**Aim of the exercise**
Whenever a line in the material below contains "yellow", copy that line.

[Start of section]

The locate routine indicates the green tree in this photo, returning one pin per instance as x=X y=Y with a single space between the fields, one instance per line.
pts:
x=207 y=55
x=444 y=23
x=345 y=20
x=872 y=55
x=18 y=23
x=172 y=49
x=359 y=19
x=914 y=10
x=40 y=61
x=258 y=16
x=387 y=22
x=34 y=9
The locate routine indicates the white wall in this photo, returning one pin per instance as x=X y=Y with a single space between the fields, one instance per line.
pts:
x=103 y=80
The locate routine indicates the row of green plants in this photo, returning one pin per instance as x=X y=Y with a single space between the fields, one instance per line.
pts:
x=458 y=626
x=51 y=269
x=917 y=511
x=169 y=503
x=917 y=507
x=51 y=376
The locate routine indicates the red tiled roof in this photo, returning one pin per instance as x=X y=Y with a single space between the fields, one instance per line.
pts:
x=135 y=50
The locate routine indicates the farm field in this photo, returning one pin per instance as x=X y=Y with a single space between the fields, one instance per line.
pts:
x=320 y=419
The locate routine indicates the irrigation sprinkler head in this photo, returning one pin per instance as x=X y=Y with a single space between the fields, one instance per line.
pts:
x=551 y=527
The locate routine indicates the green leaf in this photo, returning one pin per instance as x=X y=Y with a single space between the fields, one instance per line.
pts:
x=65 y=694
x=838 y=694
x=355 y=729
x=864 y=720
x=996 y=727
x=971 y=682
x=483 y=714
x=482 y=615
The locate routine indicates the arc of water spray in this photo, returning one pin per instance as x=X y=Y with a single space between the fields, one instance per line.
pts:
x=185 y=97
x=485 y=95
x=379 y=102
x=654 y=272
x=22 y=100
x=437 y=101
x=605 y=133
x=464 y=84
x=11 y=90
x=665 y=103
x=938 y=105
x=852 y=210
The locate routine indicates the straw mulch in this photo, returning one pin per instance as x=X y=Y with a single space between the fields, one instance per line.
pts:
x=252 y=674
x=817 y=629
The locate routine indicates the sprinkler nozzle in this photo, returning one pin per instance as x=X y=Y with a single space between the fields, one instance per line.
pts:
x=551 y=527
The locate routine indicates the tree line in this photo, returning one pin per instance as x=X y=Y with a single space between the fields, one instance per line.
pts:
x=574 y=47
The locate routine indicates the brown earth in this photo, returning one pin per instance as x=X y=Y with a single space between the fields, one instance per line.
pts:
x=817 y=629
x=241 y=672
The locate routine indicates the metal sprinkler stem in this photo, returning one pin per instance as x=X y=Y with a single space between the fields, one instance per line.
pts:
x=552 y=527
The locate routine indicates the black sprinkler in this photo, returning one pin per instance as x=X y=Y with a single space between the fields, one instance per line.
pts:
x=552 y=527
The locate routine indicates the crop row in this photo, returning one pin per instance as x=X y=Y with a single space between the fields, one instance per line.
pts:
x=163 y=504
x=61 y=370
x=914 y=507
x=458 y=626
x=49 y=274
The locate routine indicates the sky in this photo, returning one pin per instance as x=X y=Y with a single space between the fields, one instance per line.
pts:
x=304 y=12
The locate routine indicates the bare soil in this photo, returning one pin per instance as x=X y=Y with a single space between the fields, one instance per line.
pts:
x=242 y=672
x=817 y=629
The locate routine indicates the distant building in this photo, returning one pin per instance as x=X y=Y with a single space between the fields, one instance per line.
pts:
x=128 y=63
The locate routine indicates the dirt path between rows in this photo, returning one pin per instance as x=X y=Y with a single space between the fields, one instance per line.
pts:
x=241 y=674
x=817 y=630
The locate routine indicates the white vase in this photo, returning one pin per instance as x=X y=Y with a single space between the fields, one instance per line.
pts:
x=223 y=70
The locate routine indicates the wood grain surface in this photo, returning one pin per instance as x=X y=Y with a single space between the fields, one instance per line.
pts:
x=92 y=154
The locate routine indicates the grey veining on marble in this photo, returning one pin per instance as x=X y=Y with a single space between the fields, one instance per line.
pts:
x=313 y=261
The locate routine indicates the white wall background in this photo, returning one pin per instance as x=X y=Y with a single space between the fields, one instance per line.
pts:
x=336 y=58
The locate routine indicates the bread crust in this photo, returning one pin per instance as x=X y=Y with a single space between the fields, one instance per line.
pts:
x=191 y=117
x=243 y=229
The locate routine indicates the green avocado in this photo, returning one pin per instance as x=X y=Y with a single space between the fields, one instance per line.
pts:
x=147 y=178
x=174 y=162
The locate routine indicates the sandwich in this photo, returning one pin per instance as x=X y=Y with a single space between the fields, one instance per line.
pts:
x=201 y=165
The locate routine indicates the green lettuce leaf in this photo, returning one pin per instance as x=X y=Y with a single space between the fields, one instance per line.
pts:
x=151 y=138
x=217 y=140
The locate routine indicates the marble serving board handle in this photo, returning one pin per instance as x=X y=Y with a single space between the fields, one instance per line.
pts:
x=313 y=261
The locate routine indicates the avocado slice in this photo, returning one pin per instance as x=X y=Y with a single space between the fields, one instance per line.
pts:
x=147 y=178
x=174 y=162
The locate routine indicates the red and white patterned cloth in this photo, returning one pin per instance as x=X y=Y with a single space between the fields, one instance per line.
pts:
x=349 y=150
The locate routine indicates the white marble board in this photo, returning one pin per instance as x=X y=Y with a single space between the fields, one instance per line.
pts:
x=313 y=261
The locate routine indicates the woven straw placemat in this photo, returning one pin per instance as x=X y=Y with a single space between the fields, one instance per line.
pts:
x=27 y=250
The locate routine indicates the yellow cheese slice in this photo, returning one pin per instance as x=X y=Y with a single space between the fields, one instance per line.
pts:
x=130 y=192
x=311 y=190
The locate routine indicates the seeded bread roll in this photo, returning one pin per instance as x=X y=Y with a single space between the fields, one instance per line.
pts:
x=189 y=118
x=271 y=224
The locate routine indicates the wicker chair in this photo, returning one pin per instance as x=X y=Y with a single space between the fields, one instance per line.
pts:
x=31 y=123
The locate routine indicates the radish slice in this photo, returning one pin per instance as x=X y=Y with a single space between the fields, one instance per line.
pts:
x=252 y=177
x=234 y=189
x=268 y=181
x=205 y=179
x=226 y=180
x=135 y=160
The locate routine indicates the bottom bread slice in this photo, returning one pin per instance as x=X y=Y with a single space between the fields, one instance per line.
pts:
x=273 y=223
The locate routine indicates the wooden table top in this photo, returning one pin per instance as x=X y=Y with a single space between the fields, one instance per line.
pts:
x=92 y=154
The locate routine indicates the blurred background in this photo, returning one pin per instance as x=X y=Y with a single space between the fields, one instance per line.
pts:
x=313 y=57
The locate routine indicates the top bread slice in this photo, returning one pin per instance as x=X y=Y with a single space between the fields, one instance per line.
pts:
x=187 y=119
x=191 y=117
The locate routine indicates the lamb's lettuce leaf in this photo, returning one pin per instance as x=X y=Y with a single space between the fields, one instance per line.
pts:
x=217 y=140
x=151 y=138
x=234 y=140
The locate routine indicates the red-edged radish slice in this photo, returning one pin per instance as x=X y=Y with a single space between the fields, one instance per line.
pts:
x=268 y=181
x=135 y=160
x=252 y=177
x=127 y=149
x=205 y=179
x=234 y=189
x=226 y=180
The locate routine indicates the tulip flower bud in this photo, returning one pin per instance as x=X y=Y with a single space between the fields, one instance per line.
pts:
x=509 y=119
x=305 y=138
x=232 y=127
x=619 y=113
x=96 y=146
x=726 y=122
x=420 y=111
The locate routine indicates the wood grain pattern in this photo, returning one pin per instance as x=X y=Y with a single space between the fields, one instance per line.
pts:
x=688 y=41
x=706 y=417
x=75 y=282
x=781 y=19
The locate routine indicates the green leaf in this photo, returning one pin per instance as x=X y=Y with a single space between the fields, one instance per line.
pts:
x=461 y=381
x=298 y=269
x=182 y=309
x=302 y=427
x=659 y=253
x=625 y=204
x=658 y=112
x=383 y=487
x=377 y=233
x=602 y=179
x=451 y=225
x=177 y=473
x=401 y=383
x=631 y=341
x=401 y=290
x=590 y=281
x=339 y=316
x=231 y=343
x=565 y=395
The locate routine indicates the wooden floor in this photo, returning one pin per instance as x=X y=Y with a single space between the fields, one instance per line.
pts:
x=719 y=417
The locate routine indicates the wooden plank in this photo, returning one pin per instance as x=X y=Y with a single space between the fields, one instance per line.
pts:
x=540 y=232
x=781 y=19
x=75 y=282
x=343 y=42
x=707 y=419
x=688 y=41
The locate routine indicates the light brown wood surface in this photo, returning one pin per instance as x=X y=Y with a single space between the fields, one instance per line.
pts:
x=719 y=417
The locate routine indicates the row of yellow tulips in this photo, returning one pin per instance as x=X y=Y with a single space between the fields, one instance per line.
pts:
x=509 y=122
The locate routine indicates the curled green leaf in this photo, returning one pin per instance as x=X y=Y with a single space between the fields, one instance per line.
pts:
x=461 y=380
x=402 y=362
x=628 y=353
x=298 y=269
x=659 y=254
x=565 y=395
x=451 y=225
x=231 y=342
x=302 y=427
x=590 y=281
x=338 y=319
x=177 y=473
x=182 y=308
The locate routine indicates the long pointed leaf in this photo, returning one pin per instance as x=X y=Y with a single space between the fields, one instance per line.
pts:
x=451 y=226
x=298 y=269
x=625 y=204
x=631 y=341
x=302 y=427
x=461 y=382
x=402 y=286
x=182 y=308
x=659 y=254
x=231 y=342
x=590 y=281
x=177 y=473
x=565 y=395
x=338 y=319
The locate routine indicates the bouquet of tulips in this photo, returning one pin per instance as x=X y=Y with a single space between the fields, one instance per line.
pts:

[End of section]

**Solution below**
The locate routine indicates the yellow cheese slice in this photo, returning one pin per instance as x=X y=Y with a single space between the fields, one instance per line.
The locate routine indicates the row of yellow tulips in this photo, returning one pin per instance as x=X y=Y with a single space between the fields, one instance per line.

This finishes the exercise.